* start MATERIAL FOR THIS EXERCISE *
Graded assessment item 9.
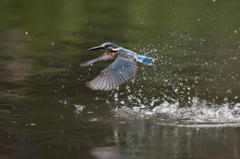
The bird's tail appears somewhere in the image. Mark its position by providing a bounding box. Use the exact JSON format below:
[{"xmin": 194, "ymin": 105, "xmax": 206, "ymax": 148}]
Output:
[{"xmin": 137, "ymin": 55, "xmax": 154, "ymax": 65}]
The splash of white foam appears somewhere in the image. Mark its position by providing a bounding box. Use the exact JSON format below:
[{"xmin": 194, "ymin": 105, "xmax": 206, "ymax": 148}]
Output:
[{"xmin": 114, "ymin": 98, "xmax": 240, "ymax": 124}]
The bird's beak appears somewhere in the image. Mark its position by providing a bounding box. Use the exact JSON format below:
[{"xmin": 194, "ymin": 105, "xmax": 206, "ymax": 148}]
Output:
[{"xmin": 88, "ymin": 46, "xmax": 103, "ymax": 51}]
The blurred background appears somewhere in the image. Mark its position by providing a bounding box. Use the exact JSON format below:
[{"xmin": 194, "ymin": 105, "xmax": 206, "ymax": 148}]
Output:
[{"xmin": 0, "ymin": 0, "xmax": 240, "ymax": 159}]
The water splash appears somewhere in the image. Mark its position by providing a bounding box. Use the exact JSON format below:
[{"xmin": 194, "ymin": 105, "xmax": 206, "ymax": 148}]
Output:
[{"xmin": 114, "ymin": 97, "xmax": 240, "ymax": 125}]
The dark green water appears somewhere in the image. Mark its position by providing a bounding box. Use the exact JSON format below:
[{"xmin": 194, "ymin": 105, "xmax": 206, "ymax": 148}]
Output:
[{"xmin": 0, "ymin": 0, "xmax": 240, "ymax": 159}]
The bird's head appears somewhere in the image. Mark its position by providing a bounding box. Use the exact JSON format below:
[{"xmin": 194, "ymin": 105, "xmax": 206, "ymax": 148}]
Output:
[{"xmin": 88, "ymin": 42, "xmax": 119, "ymax": 52}]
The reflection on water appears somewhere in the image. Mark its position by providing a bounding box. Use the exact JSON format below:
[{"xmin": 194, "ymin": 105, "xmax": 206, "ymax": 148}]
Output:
[{"xmin": 0, "ymin": 0, "xmax": 240, "ymax": 159}]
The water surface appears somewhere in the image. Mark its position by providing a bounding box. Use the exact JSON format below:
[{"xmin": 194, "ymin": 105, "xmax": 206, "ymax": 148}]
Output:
[{"xmin": 0, "ymin": 0, "xmax": 240, "ymax": 159}]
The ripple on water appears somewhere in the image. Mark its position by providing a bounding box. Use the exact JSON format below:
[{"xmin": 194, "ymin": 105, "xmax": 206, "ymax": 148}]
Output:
[{"xmin": 114, "ymin": 98, "xmax": 240, "ymax": 127}]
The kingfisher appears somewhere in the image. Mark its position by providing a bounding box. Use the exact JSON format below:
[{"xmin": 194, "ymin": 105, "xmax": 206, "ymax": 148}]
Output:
[{"xmin": 80, "ymin": 42, "xmax": 154, "ymax": 91}]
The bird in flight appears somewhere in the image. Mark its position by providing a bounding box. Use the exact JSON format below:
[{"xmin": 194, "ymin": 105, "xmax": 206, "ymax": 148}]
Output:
[{"xmin": 80, "ymin": 42, "xmax": 154, "ymax": 91}]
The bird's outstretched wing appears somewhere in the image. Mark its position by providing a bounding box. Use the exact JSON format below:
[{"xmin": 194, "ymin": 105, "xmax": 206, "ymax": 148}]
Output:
[
  {"xmin": 87, "ymin": 56, "xmax": 138, "ymax": 90},
  {"xmin": 80, "ymin": 52, "xmax": 115, "ymax": 67}
]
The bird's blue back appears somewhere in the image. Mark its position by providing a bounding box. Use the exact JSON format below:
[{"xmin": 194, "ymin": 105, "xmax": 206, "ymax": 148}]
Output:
[{"xmin": 117, "ymin": 47, "xmax": 154, "ymax": 65}]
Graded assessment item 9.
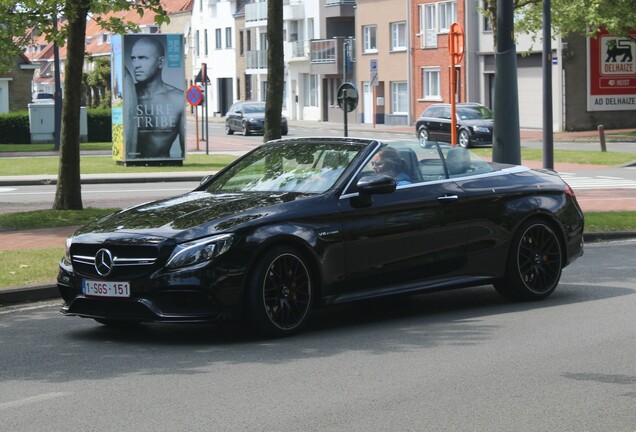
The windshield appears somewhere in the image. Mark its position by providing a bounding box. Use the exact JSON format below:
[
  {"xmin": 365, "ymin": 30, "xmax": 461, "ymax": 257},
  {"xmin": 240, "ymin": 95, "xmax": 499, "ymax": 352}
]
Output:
[
  {"xmin": 207, "ymin": 142, "xmax": 365, "ymax": 193},
  {"xmin": 243, "ymin": 103, "xmax": 265, "ymax": 114},
  {"xmin": 457, "ymin": 106, "xmax": 492, "ymax": 120}
]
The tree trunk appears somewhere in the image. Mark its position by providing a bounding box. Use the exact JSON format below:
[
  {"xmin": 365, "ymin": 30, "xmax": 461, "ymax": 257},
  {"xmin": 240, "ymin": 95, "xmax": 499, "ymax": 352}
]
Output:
[
  {"xmin": 263, "ymin": 0, "xmax": 285, "ymax": 141},
  {"xmin": 53, "ymin": 0, "xmax": 91, "ymax": 210}
]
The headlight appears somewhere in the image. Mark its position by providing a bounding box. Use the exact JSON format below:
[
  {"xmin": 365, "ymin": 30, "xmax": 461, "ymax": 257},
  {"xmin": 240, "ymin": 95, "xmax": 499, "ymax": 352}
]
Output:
[{"xmin": 166, "ymin": 234, "xmax": 233, "ymax": 269}]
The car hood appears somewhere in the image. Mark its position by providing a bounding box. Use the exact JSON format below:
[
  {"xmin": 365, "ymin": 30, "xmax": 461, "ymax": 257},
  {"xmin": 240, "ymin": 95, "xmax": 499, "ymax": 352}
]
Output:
[
  {"xmin": 75, "ymin": 191, "xmax": 315, "ymax": 241},
  {"xmin": 460, "ymin": 119, "xmax": 493, "ymax": 127}
]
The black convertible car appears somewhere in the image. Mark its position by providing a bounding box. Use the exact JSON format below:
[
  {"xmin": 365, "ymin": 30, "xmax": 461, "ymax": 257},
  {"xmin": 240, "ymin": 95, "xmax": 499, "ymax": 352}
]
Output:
[{"xmin": 58, "ymin": 138, "xmax": 583, "ymax": 336}]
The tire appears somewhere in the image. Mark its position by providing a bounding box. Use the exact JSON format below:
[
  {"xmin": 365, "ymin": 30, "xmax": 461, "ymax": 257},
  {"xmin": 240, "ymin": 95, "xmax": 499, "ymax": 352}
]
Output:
[
  {"xmin": 417, "ymin": 127, "xmax": 430, "ymax": 142},
  {"xmin": 494, "ymin": 219, "xmax": 563, "ymax": 301},
  {"xmin": 248, "ymin": 247, "xmax": 314, "ymax": 337},
  {"xmin": 93, "ymin": 318, "xmax": 141, "ymax": 330},
  {"xmin": 457, "ymin": 129, "xmax": 470, "ymax": 148}
]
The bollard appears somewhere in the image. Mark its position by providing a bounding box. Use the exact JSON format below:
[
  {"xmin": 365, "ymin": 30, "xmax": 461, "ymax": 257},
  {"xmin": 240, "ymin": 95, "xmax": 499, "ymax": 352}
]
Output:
[{"xmin": 598, "ymin": 125, "xmax": 607, "ymax": 152}]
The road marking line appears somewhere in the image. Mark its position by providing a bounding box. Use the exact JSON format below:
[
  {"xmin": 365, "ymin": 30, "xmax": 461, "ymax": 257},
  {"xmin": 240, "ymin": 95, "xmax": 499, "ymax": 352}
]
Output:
[{"xmin": 0, "ymin": 392, "xmax": 70, "ymax": 410}]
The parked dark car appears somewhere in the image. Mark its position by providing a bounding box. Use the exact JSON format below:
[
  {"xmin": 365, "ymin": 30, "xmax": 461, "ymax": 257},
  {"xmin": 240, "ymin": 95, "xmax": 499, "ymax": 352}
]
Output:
[
  {"xmin": 57, "ymin": 138, "xmax": 584, "ymax": 336},
  {"xmin": 225, "ymin": 102, "xmax": 289, "ymax": 136},
  {"xmin": 415, "ymin": 103, "xmax": 493, "ymax": 148}
]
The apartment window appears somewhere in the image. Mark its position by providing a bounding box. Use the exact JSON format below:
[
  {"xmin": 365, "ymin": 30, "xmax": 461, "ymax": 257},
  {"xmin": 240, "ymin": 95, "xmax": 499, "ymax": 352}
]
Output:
[
  {"xmin": 303, "ymin": 74, "xmax": 318, "ymax": 107},
  {"xmin": 225, "ymin": 27, "xmax": 232, "ymax": 48},
  {"xmin": 422, "ymin": 68, "xmax": 441, "ymax": 100},
  {"xmin": 391, "ymin": 81, "xmax": 409, "ymax": 114},
  {"xmin": 391, "ymin": 21, "xmax": 406, "ymax": 51},
  {"xmin": 362, "ymin": 25, "xmax": 378, "ymax": 53},
  {"xmin": 214, "ymin": 29, "xmax": 223, "ymax": 49},
  {"xmin": 420, "ymin": 3, "xmax": 437, "ymax": 48},
  {"xmin": 437, "ymin": 1, "xmax": 457, "ymax": 33}
]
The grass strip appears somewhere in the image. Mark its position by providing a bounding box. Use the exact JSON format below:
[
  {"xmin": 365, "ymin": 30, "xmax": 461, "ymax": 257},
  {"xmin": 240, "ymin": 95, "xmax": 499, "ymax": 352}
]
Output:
[
  {"xmin": 585, "ymin": 212, "xmax": 636, "ymax": 232},
  {"xmin": 0, "ymin": 247, "xmax": 64, "ymax": 288},
  {"xmin": 0, "ymin": 143, "xmax": 113, "ymax": 156},
  {"xmin": 0, "ymin": 154, "xmax": 236, "ymax": 176},
  {"xmin": 0, "ymin": 207, "xmax": 119, "ymax": 230}
]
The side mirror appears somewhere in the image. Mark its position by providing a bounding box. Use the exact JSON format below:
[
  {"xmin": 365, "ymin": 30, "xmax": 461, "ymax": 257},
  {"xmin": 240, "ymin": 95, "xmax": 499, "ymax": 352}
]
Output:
[
  {"xmin": 351, "ymin": 175, "xmax": 396, "ymax": 208},
  {"xmin": 356, "ymin": 174, "xmax": 396, "ymax": 195},
  {"xmin": 199, "ymin": 174, "xmax": 214, "ymax": 186}
]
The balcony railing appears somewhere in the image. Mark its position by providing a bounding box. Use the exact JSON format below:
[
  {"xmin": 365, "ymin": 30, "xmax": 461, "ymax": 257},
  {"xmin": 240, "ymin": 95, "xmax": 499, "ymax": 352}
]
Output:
[
  {"xmin": 246, "ymin": 50, "xmax": 267, "ymax": 69},
  {"xmin": 310, "ymin": 37, "xmax": 356, "ymax": 64},
  {"xmin": 325, "ymin": 0, "xmax": 356, "ymax": 6},
  {"xmin": 245, "ymin": 2, "xmax": 267, "ymax": 22}
]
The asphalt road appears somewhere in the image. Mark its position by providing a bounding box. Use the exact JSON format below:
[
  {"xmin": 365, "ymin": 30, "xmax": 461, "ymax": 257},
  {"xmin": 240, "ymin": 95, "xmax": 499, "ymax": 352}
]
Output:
[{"xmin": 0, "ymin": 242, "xmax": 636, "ymax": 432}]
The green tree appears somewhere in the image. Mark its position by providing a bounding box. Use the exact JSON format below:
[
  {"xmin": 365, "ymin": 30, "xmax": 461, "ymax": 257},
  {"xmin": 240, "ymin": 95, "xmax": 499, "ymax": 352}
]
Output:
[
  {"xmin": 484, "ymin": 0, "xmax": 636, "ymax": 46},
  {"xmin": 263, "ymin": 0, "xmax": 285, "ymax": 141},
  {"xmin": 0, "ymin": 0, "xmax": 169, "ymax": 210}
]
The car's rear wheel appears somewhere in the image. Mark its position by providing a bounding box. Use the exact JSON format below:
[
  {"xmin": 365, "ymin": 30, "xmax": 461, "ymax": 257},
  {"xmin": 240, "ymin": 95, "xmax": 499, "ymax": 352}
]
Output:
[
  {"xmin": 495, "ymin": 219, "xmax": 563, "ymax": 301},
  {"xmin": 248, "ymin": 247, "xmax": 313, "ymax": 337},
  {"xmin": 458, "ymin": 129, "xmax": 470, "ymax": 148},
  {"xmin": 417, "ymin": 127, "xmax": 430, "ymax": 142}
]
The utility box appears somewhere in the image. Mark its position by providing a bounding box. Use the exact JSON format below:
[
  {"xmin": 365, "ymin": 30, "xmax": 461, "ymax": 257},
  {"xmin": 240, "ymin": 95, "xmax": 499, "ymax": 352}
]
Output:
[{"xmin": 29, "ymin": 103, "xmax": 88, "ymax": 143}]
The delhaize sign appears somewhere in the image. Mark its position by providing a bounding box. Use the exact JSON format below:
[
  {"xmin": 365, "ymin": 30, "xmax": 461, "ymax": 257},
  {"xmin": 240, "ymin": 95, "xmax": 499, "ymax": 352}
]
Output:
[{"xmin": 587, "ymin": 30, "xmax": 636, "ymax": 111}]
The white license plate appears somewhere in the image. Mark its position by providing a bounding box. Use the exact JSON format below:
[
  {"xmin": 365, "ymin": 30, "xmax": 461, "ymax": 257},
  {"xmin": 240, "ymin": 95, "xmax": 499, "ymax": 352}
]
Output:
[{"xmin": 82, "ymin": 280, "xmax": 130, "ymax": 297}]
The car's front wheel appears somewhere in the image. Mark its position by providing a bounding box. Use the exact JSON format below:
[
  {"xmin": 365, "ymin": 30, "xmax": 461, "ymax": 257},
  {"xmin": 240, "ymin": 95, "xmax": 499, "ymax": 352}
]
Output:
[
  {"xmin": 248, "ymin": 247, "xmax": 313, "ymax": 337},
  {"xmin": 458, "ymin": 129, "xmax": 470, "ymax": 148},
  {"xmin": 495, "ymin": 220, "xmax": 563, "ymax": 301}
]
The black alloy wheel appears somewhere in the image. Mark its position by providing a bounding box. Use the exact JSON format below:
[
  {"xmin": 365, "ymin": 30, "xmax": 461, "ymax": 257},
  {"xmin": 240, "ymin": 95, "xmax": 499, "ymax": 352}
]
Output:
[
  {"xmin": 495, "ymin": 220, "xmax": 563, "ymax": 300},
  {"xmin": 417, "ymin": 127, "xmax": 429, "ymax": 142},
  {"xmin": 457, "ymin": 129, "xmax": 470, "ymax": 148},
  {"xmin": 249, "ymin": 247, "xmax": 313, "ymax": 337}
]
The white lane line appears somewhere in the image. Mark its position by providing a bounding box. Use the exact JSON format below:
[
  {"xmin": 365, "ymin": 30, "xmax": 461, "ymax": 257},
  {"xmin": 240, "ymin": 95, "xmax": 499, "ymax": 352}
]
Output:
[{"xmin": 0, "ymin": 392, "xmax": 70, "ymax": 410}]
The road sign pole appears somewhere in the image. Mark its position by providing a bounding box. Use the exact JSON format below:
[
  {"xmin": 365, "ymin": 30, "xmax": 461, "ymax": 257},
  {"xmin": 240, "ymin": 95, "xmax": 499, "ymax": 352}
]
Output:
[{"xmin": 448, "ymin": 22, "xmax": 464, "ymax": 147}]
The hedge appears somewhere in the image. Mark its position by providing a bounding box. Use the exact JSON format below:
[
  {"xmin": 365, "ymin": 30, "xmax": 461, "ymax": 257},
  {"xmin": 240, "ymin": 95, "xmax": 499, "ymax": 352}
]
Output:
[
  {"xmin": 0, "ymin": 111, "xmax": 31, "ymax": 144},
  {"xmin": 0, "ymin": 109, "xmax": 112, "ymax": 144}
]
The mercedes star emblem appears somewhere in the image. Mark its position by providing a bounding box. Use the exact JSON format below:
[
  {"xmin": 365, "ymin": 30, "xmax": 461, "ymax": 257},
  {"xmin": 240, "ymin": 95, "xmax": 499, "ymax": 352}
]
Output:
[{"xmin": 95, "ymin": 249, "xmax": 113, "ymax": 276}]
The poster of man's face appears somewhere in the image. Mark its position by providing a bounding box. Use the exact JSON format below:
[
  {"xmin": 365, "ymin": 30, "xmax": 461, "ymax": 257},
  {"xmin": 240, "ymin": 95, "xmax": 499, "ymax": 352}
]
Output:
[{"xmin": 123, "ymin": 34, "xmax": 185, "ymax": 160}]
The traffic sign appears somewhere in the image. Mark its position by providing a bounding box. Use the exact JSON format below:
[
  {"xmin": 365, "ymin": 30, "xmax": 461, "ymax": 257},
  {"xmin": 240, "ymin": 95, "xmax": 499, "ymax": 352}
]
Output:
[
  {"xmin": 338, "ymin": 82, "xmax": 359, "ymax": 112},
  {"xmin": 186, "ymin": 85, "xmax": 203, "ymax": 106},
  {"xmin": 448, "ymin": 23, "xmax": 464, "ymax": 64},
  {"xmin": 369, "ymin": 59, "xmax": 379, "ymax": 86}
]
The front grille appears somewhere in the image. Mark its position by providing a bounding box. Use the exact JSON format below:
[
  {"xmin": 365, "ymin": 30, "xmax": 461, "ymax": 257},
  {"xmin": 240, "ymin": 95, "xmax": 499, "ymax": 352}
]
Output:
[{"xmin": 71, "ymin": 244, "xmax": 168, "ymax": 280}]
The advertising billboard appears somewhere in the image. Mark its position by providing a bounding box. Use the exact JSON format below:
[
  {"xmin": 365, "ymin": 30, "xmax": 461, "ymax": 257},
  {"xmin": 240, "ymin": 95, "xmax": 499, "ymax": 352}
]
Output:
[
  {"xmin": 587, "ymin": 30, "xmax": 636, "ymax": 111},
  {"xmin": 111, "ymin": 34, "xmax": 185, "ymax": 164}
]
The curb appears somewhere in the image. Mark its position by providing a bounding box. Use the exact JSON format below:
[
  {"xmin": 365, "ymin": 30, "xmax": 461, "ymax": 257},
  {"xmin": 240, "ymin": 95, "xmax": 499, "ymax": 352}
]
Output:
* end MATERIAL FOR THIS EXERCISE *
# YOUR GOAL:
Please count the lines in the rows above that contain the word "black", and give only that number.

# COMPLETED EXERCISE:
2